Task material:
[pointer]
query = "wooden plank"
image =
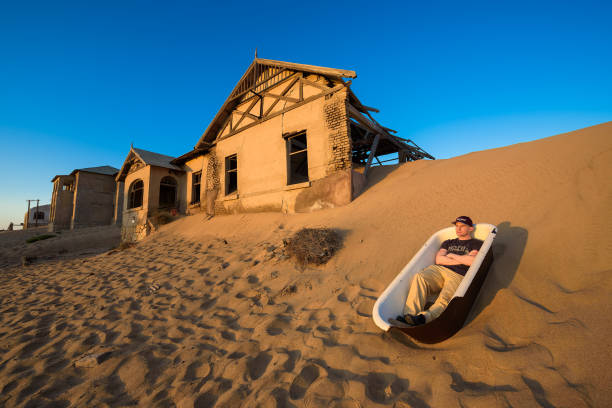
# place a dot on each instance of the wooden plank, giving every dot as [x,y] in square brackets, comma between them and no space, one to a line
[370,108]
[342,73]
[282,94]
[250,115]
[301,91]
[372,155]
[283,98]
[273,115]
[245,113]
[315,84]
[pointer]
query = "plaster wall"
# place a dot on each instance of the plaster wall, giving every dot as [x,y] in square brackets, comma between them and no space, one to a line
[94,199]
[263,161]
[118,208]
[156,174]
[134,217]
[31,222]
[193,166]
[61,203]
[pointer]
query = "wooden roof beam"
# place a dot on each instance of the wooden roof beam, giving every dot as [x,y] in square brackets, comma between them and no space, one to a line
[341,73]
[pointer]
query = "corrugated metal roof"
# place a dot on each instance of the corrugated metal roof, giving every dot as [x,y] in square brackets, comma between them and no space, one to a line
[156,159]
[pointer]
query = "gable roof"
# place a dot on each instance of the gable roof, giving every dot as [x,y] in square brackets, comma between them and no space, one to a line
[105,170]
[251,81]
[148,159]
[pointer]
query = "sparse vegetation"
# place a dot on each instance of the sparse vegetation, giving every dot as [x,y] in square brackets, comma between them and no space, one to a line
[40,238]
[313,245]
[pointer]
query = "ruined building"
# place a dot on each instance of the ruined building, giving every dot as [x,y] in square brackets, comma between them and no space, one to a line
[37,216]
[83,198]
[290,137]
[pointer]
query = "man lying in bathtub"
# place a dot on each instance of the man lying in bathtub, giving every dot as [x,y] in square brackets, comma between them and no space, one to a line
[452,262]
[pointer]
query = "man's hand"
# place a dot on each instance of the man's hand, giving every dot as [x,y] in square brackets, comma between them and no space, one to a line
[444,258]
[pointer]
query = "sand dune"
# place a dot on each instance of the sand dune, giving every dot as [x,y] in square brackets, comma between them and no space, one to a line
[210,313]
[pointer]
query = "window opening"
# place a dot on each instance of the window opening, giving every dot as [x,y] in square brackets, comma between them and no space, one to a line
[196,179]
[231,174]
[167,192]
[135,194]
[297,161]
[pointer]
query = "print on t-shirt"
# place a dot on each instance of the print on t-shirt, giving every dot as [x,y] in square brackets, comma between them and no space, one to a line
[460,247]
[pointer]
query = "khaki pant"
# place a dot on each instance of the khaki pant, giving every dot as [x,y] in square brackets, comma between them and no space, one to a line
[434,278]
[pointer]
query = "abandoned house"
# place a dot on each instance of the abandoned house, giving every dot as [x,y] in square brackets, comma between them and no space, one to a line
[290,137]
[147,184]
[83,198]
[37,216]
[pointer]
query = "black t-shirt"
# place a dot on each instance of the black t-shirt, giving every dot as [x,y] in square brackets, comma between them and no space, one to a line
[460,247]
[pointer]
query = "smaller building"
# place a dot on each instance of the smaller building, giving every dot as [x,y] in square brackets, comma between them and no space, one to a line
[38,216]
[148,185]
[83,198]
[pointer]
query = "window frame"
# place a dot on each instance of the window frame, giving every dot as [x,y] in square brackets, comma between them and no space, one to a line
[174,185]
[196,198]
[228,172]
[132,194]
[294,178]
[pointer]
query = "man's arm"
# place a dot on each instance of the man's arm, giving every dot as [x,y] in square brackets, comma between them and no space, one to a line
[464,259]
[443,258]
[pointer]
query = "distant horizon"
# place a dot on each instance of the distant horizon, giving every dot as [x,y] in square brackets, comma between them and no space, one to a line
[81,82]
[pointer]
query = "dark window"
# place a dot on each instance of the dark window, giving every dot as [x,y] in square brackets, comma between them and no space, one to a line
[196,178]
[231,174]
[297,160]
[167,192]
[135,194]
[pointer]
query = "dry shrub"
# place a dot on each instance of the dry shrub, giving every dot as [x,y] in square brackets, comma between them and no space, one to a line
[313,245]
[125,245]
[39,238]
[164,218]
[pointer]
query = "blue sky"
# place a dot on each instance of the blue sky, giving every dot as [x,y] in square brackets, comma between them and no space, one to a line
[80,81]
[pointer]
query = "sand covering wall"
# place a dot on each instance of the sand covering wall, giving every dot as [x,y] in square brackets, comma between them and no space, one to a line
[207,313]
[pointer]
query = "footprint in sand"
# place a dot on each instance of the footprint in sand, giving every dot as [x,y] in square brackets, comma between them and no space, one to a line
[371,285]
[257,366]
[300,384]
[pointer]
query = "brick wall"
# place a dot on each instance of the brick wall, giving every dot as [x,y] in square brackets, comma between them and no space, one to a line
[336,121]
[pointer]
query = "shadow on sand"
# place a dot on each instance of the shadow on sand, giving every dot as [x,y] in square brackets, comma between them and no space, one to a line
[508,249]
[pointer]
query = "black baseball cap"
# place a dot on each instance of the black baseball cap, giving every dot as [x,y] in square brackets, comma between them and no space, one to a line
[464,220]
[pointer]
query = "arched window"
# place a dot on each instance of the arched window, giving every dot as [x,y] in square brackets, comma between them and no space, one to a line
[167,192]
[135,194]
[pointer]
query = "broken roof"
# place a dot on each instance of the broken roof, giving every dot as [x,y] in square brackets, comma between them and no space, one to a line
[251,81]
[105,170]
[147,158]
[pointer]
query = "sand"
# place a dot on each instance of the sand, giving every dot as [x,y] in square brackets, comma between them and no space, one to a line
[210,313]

Aim of the task:
This exercise calls for the complete listing, returned exactly and without images.

Task answer:
[pointer]
query = "wooden plank"
image =
# place a dot on each instance of the wooden plank, giving every dot as [x,y] in square brackets, comma between them and no space, one to a line
[370,108]
[342,73]
[282,94]
[250,115]
[301,91]
[372,155]
[283,98]
[273,115]
[245,113]
[315,84]
[pointer]
query = "plaster wall"
# place a dot on each instance of the plaster wall, giving every dot as [x,y] in square brackets, comma between them and no space, one to a line
[94,199]
[263,161]
[118,208]
[156,174]
[134,217]
[31,222]
[193,166]
[61,203]
[pointer]
query = "wooden roof beam"
# place a dot on each instance of the wooden roof beam, giving every dot as [x,y] in square brackets, comma between them and no space, one to a line
[341,73]
[pointer]
query = "corrugated metal roof"
# place a dot on each instance of the corrugated metal roof, giving every dot as [x,y] in square brackets, comma between them and no space, one to a line
[156,159]
[pointer]
query = "gable roof"
# place a dot on each instance of the gable roof, giving every dot as [x,y] in square brackets, comma between them and no space, one to a line
[105,170]
[251,81]
[148,159]
[pointer]
query = "sparse vegetation"
# place a dot on each instance of the sparse vegetation, giving every dot as [x,y] in square brackets, comma between them and no space, one to a line
[40,238]
[313,245]
[pointer]
query = "ruined building"
# place a dot on each instance of the ruined building, giving every dot as [x,y] in square brackets, comma between them and no space, one to a line
[37,216]
[83,198]
[290,137]
[pointer]
query = "man lying in bathtub"
# place a dot on each instance of the man lying in bathtub, giving every dot as [x,y] in square brackets, comma between them and no space, one to a line
[452,262]
[pointer]
query = "man's hand"
# place a dot on each instance of the man's hand, giving every dot as [x,y] in square brackets, comma between them and no space, one to a line
[444,258]
[pointer]
query = "sand dune"
# place a dot on each instance of the sand dune, giving every dot as [x,y] in square brackets, comma between them and no space, one to a line
[210,313]
[pointer]
query = "window opening"
# place a dot on each instance of the window opening, giving every dot as [x,y] in square brackets, comma between them and no space, one to a line
[196,179]
[231,174]
[167,192]
[135,194]
[297,161]
[pointer]
query = "print on t-shirt"
# place a dot on each instance of the print on t-shirt, giving every dot as [x,y] in square brackets, comma between them and no space, one to a line
[460,247]
[pointer]
query = "khaki pant"
# place a dot on each instance of the khaki pant, giving every dot as [x,y] in square brackets, comma between them and no space, one to a line
[434,278]
[pointer]
query = "abandoned house"
# place a dot on each instance of the abandoned house, giving every dot as [x,y] in square brackets, comma between them and no space, one to a line
[290,137]
[147,184]
[83,198]
[37,216]
[pointer]
query = "black t-shirt"
# place a dot on each instance of the black t-shirt, giving every dot as [x,y] in square brackets, comma between them and no space, one to a line
[460,247]
[pointer]
query = "smaller building"
# place a dot on each instance of the smaller building, giving every dot as [x,y] in square brackets, comma between them and no space, one to a line
[38,216]
[148,185]
[83,198]
[pointer]
query = "window frame"
# place a dot on each instance of the window frame, giving every dot as [x,y] in square brackets, comma between them and no space, one to a line
[174,185]
[196,198]
[228,172]
[132,194]
[294,178]
[pointer]
query = "man's arm"
# place a dot on each instance of the man's arm, giving every dot as [x,y] in square brackets, comma between them and no space, one to a line
[464,259]
[443,258]
[pointer]
query = "distant horizon"
# place a dot on each instance of the distant horizon, giving every dot as [x,y] in square brackets, comma between them and no space, one to a line
[81,82]
[pointer]
query = "dark window"
# place a dot on each instance of the dark window, giving every dot as [x,y] in square brackets, comma between them and no space, one to a line
[196,178]
[231,174]
[297,160]
[167,192]
[135,194]
[pointer]
query = "dry shrub"
# place a dot on each instance of the dry shrub, giving every dot as [x,y] in square brackets, comma between them and no space, one to a line
[313,245]
[125,245]
[39,238]
[164,218]
[pointer]
query = "blue sky"
# place a dot on each instance of the blue sky, giving every dot as [x,y] in square brackets, comma between them and no space, one to a line
[80,81]
[pointer]
query = "sand covering wall"
# place a dot on each instance of the sand covering wall, giving every dot as [x,y] in square brackets, comma between them and no space, one to a line
[207,313]
[pointer]
query = "footprint in sand"
# place a dot on each instance of the footprint in sand, giving every dot as [x,y] in square brackets, comma between them and no space, one to a line
[371,285]
[257,366]
[300,384]
[pointer]
query = "brick wall"
# place a dot on each instance of the brick wall, giving every dot as [x,y] in square brackets, comma between them and no space, one to a line
[336,121]
[pointer]
query = "shadow on sand"
# place a dot on each instance of the shadow on sand, giving every dot as [x,y] in square brackets, comma between them and no space, one to a line
[508,249]
[pointer]
query = "black baseball cap"
# place a dot on each instance of the black baseball cap, giving every dot as [x,y] in square brackets, comma between them and no space, one to a line
[464,220]
[pointer]
query = "arched window"
# place a dot on each instance of the arched window, giving every dot as [x,y] in square brackets, comma between them and no space, one to a line
[167,192]
[135,194]
[pointer]
query = "broken roof"
# place a dot on each instance of the broken roof, giving every dot as [x,y] in square brackets, comma between them and no space, one to a line
[251,81]
[105,170]
[147,158]
[pointer]
query = "sand"
# place a dot on each instance of the sand, giving every dot as [x,y] in square brackets, comma between them and no space, one to a line
[210,313]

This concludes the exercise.